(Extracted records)
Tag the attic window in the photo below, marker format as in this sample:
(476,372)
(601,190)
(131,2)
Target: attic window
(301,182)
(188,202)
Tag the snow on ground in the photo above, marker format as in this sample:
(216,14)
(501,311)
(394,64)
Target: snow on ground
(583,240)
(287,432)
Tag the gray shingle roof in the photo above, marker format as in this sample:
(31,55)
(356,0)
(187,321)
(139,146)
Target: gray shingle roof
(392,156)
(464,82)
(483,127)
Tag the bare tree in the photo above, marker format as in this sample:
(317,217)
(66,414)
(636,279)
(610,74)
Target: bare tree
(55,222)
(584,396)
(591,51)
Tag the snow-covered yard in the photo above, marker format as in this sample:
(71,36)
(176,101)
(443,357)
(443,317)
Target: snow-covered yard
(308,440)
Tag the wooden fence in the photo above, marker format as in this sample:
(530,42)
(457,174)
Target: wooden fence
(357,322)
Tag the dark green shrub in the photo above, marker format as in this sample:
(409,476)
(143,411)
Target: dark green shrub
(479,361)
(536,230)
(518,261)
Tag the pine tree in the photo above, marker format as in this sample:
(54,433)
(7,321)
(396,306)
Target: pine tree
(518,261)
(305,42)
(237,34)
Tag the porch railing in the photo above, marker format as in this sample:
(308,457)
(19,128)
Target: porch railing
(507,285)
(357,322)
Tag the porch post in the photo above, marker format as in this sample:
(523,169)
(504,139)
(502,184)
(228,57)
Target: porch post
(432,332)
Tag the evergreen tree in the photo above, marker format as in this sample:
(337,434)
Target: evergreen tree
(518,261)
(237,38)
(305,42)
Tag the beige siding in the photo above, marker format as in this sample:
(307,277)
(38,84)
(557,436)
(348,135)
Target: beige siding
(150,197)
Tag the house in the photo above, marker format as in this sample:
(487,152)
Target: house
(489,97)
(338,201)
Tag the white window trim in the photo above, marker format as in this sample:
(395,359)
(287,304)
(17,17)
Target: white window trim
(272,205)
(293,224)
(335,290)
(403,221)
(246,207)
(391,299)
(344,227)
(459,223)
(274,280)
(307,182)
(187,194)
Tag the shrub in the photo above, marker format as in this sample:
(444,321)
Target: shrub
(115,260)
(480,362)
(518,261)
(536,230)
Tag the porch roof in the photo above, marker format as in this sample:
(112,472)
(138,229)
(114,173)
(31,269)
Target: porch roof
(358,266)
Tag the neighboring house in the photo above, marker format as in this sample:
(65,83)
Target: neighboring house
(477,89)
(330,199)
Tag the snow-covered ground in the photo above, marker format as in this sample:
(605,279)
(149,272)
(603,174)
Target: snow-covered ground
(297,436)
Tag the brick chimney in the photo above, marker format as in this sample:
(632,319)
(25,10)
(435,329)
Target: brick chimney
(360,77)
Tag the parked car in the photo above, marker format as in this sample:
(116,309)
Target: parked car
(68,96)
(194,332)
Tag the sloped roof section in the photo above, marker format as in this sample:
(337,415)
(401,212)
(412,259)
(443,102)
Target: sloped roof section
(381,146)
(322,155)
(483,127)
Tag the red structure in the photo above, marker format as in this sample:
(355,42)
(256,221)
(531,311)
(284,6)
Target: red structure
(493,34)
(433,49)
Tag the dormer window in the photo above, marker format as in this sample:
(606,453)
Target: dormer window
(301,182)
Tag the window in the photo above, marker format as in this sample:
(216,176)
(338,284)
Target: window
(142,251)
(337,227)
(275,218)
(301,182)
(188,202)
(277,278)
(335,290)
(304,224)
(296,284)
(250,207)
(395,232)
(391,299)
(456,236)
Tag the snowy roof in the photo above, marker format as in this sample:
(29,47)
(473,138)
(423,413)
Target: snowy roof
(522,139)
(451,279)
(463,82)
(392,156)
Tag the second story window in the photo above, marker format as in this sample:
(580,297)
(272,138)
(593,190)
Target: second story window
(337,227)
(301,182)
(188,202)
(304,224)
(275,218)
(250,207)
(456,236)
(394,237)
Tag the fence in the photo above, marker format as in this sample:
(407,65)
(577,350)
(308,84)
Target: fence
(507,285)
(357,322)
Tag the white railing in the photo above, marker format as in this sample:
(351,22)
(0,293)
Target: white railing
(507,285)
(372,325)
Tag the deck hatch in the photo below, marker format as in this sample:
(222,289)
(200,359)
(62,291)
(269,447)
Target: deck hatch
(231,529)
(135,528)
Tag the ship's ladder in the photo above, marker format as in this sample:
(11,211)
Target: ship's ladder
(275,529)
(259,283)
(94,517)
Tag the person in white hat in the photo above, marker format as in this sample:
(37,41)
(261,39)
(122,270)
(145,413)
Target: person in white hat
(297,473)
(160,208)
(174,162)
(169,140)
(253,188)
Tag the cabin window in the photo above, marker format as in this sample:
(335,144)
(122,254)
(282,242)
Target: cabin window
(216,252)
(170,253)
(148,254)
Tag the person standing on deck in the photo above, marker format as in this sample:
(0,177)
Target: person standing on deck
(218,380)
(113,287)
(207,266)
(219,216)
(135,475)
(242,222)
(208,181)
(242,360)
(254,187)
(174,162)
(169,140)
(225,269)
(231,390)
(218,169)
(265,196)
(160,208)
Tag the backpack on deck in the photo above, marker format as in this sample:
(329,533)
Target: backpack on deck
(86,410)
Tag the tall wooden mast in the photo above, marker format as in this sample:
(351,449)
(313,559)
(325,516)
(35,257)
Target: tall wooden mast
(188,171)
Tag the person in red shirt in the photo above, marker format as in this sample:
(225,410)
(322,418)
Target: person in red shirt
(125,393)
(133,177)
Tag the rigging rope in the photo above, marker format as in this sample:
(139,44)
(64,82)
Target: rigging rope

WHAT IS BEING ASKED - Word for word, quote the lines from the line containing "Tag the fence" through the end of the material, both included, and nothing else.

ANSWER TO THE TASK -
Tag the fence in the photo above, marker format as in this sample:
(407,65)
(577,350)
(308,84)
Target: fence
(507,285)
(357,322)
Tag the white railing in the photo above, marker format as in this sample:
(351,22)
(0,293)
Target: white railing
(507,285)
(372,325)
Tag the deck hatch in the photo below, marker format as in this sample:
(222,289)
(200,359)
(62,291)
(269,447)
Target: deck hatch
(231,529)
(135,528)
Tag the ship's ladder in the photo above, marker format as in this sample:
(11,211)
Target: ship's ladder
(275,529)
(259,283)
(94,517)
Tag the person in white hat in the photo above, marker format as in this sample:
(37,41)
(261,39)
(122,270)
(145,413)
Target: person in white hat
(297,473)
(160,208)
(174,162)
(169,140)
(253,188)
Tag the cabin window in the photo above, marker format as in this sample:
(335,144)
(122,254)
(282,242)
Target: cabin window
(216,252)
(170,253)
(148,254)
Tag the person standing on deck in the photo above, marker format as in this sample:
(0,177)
Target: person standing on deck
(218,380)
(113,287)
(207,266)
(219,216)
(135,475)
(242,222)
(208,181)
(242,360)
(254,187)
(174,162)
(169,140)
(225,269)
(231,390)
(218,169)
(265,196)
(160,208)
Tag the backpack on deck in the photo above, marker format as in this sample:
(329,533)
Target: backpack on deck
(86,410)
Tag the tall wooden mast in the photo above, marker format as in this sample:
(351,449)
(313,559)
(325,516)
(35,257)
Target: tall wooden mast
(188,171)
Tag the person in red shirt in the photo above, marker format as in this sample:
(225,410)
(322,418)
Target: person in red shirt
(125,393)
(133,177)
Tag the rigging rope in the photo above, marker format as in this sample:
(139,44)
(64,82)
Target: rigging rope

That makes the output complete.